[Rows]

—————

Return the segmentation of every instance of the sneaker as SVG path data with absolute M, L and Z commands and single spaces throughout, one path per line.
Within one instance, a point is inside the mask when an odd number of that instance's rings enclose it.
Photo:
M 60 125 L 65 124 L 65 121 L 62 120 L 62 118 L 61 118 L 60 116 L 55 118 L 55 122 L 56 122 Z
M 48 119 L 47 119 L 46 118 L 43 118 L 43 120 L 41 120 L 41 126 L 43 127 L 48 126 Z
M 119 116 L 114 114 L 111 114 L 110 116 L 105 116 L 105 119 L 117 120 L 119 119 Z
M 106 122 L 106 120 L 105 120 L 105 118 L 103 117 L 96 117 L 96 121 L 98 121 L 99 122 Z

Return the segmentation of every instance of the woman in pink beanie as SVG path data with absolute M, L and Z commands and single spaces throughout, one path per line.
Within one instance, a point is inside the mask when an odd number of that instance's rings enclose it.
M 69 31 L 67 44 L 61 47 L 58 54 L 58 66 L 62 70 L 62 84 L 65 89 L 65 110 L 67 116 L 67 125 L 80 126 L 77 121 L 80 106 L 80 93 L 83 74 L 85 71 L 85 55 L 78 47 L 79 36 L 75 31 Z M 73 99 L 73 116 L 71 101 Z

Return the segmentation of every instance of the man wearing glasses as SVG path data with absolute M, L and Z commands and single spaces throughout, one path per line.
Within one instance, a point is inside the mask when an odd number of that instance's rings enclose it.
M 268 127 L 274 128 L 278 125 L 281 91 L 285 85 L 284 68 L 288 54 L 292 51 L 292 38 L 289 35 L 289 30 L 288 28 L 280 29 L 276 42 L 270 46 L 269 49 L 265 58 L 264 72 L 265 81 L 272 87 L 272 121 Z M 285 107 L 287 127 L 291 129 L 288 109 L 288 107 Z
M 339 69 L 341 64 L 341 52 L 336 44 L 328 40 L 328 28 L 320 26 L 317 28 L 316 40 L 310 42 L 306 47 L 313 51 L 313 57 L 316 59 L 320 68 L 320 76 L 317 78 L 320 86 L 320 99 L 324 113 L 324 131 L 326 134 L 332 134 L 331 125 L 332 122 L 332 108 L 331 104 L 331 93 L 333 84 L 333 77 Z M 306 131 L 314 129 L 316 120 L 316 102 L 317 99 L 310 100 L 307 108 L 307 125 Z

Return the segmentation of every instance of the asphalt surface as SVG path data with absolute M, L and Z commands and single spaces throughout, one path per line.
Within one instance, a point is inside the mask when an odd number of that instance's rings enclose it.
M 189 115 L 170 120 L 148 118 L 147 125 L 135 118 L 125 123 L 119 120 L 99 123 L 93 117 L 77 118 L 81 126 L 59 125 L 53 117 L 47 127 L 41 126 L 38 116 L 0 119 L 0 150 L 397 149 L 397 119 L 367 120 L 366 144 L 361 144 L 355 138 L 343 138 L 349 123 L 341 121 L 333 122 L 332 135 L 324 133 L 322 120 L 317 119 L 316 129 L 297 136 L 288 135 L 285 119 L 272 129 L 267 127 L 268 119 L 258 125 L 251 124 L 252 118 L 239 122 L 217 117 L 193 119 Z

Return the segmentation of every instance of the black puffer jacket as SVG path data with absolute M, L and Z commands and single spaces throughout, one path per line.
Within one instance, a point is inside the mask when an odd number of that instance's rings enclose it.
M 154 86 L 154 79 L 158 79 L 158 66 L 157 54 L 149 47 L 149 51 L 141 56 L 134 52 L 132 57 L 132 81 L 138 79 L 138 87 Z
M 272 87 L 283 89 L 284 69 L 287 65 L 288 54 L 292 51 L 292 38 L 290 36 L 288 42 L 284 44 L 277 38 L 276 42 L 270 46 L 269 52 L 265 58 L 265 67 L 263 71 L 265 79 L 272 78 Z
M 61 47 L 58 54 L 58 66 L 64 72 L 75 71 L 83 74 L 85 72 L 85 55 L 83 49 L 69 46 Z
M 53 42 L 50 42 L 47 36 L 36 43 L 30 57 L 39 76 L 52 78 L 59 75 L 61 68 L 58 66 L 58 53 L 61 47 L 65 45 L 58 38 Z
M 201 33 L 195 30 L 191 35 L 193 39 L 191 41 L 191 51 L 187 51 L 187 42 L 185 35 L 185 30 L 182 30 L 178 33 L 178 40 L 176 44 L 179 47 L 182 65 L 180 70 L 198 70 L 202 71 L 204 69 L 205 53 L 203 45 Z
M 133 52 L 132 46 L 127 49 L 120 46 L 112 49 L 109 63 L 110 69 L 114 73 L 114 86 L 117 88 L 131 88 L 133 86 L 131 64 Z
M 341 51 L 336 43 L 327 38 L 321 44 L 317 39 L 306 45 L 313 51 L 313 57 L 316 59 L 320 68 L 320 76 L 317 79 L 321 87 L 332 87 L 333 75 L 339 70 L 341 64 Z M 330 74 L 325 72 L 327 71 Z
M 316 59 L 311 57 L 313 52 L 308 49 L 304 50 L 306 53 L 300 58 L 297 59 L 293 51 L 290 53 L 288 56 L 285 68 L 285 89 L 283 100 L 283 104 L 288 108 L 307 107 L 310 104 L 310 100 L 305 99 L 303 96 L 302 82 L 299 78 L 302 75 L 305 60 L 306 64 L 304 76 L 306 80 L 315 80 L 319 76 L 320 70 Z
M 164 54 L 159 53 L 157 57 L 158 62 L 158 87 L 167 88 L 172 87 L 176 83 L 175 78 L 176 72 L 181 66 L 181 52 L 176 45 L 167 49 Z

—————

* Problem details
Print the rows again without any changes, starting at the first line of the rows and ending with the line containing "M 69 31 L 67".

* Reply to the exercise
Return the segmentation of every instance of the sneaker as SVG path data with absolute M, L and Z commands and single spaces throughout, one path per line.
Within one instance, a point is inside the mask when an odd number of that instance's rings enclose it.
Photo:
M 60 125 L 65 124 L 65 121 L 62 120 L 62 118 L 61 118 L 60 116 L 55 118 L 55 122 L 56 122 Z
M 48 119 L 47 119 L 46 118 L 43 118 L 43 120 L 41 120 L 41 126 L 43 127 L 48 126 Z
M 119 116 L 114 114 L 111 114 L 110 116 L 105 116 L 105 119 L 117 120 L 119 119 Z
M 106 122 L 106 120 L 105 120 L 105 118 L 103 117 L 96 117 L 96 121 L 98 121 L 99 122 Z

Return the segmentation of every instance of the woman in pink beanie as SVG path data with absolute M, L and Z commands and single spaces throughout, one path per line.
Within one instance, a point is inside the mask when an odd number of that instance's rings enclose it.
M 69 31 L 67 44 L 61 47 L 58 54 L 58 66 L 62 70 L 62 84 L 65 89 L 65 110 L 67 116 L 67 125 L 80 126 L 77 121 L 80 106 L 80 93 L 83 74 L 85 71 L 85 55 L 78 47 L 79 36 L 75 31 Z M 73 99 L 73 116 L 71 101 Z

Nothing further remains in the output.